**Extracted records**
⟨

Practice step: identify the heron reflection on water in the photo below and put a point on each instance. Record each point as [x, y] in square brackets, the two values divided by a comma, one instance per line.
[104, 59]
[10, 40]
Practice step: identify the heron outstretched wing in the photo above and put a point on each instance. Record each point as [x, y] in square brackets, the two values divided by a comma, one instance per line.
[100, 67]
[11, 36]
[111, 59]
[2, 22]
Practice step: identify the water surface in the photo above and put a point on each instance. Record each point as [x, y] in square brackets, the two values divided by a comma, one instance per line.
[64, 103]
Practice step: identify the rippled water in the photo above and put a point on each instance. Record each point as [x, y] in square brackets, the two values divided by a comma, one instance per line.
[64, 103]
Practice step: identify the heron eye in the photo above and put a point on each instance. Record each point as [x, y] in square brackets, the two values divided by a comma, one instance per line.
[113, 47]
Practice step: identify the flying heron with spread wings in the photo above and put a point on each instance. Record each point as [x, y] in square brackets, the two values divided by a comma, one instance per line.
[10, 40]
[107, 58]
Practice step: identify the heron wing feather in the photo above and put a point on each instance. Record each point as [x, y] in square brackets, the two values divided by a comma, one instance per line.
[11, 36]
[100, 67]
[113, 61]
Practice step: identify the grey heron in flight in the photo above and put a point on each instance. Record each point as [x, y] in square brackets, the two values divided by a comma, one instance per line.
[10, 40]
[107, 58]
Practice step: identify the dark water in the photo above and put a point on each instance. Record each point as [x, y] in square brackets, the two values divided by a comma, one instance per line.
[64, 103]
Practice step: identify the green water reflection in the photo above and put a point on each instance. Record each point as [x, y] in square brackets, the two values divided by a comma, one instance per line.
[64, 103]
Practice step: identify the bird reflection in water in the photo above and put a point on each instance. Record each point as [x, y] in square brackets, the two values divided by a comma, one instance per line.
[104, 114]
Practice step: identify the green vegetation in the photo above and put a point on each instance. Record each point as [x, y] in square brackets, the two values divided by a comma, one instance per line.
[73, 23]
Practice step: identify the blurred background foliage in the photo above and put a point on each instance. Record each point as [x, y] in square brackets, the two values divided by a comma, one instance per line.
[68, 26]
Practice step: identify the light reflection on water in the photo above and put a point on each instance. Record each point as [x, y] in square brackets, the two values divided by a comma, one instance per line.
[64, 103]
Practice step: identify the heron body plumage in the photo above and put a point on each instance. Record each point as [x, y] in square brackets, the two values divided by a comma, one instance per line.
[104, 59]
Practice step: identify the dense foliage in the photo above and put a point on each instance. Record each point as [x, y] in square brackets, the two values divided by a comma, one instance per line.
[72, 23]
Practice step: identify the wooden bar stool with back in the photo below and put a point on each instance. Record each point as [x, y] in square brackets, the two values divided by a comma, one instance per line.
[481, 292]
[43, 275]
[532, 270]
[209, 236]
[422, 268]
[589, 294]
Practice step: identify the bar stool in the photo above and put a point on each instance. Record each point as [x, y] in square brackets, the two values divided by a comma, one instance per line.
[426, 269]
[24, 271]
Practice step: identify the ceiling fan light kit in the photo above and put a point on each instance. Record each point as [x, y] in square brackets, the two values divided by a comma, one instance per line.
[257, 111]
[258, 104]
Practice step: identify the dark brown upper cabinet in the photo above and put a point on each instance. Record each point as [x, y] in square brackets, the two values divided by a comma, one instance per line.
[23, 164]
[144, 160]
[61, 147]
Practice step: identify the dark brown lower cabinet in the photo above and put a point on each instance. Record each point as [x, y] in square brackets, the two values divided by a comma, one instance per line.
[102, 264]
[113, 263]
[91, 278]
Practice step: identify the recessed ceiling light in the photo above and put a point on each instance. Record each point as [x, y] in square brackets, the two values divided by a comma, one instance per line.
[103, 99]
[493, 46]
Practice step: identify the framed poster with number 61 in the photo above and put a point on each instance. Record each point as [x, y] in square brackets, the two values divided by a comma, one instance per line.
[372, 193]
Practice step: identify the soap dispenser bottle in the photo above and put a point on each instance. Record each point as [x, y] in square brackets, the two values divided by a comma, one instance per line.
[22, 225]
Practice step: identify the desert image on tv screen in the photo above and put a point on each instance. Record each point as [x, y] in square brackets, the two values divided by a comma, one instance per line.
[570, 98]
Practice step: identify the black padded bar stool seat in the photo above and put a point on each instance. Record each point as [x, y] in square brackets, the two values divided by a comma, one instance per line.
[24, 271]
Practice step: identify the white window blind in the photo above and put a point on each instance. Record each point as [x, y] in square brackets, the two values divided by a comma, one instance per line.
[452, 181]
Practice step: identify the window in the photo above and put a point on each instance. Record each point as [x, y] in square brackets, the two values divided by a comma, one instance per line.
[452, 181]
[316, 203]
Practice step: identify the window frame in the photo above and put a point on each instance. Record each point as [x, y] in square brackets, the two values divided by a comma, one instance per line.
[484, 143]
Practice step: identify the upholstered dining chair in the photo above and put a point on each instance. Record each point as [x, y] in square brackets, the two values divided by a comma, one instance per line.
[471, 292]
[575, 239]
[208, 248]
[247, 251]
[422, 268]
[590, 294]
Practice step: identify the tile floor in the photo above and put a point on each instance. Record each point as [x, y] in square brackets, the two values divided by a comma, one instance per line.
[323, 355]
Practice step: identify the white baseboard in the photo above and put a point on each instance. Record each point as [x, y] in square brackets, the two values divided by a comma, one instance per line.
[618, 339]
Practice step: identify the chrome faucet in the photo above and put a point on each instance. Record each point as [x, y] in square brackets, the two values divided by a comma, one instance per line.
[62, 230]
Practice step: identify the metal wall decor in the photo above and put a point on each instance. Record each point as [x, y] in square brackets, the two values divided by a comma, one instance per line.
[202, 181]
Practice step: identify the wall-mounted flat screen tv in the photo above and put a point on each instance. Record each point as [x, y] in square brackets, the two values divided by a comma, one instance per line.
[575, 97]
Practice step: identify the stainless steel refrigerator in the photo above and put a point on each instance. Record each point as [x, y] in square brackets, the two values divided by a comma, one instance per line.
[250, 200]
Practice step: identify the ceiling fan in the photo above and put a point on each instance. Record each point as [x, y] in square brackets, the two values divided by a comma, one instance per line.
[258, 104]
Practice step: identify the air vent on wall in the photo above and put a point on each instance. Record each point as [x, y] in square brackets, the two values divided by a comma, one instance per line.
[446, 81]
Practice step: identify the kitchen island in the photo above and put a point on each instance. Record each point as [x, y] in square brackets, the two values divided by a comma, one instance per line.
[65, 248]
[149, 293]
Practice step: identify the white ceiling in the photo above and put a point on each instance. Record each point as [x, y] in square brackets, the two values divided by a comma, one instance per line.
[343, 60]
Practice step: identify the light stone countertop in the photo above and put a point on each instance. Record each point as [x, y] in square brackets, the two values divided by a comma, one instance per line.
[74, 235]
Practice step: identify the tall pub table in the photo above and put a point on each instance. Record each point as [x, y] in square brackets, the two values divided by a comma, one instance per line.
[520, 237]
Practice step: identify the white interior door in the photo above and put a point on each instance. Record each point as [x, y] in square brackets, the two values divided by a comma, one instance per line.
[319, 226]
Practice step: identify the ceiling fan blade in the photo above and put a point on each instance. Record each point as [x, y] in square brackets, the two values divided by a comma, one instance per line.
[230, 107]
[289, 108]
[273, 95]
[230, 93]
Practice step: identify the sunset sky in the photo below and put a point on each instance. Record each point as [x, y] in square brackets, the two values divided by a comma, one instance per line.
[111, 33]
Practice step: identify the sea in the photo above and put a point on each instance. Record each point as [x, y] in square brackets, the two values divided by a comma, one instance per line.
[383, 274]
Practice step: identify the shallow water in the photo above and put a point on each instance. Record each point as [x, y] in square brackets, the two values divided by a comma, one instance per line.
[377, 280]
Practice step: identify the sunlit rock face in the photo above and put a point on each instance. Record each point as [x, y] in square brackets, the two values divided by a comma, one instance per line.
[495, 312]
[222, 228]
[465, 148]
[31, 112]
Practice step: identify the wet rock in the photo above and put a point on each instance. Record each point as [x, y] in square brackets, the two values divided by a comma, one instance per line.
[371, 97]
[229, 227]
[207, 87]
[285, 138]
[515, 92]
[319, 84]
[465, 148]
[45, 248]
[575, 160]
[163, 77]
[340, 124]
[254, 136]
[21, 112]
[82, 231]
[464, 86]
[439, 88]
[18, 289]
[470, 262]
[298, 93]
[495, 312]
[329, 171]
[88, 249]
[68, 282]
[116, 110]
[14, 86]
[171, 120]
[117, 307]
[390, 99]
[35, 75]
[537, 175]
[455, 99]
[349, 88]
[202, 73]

⟩

**Instructions for the task**
Set out exactly the run of lines that begins at the line holding "Practice step: identify the sunlit" and ends at the last line of the data.

**Task response**
Practice step: identify the sunlit rock face in the photo above and put a point on each instance. Record each point as [x, y] in square brackets, the two values divided by a comma, one instance per line.
[495, 312]
[222, 228]
[465, 148]
[31, 112]
Practice step: identify the wet rock in the photo above and put a point on each instance. Record each point as [x, y] in square brackets, the two values divided by a comma, one instance per line.
[371, 97]
[229, 227]
[207, 87]
[285, 138]
[515, 92]
[319, 84]
[465, 148]
[45, 248]
[575, 160]
[163, 77]
[340, 124]
[254, 136]
[21, 112]
[82, 231]
[464, 86]
[439, 88]
[18, 289]
[470, 262]
[298, 93]
[495, 312]
[329, 171]
[88, 249]
[68, 282]
[116, 110]
[14, 86]
[171, 120]
[117, 307]
[390, 99]
[35, 75]
[537, 175]
[455, 99]
[349, 88]
[202, 73]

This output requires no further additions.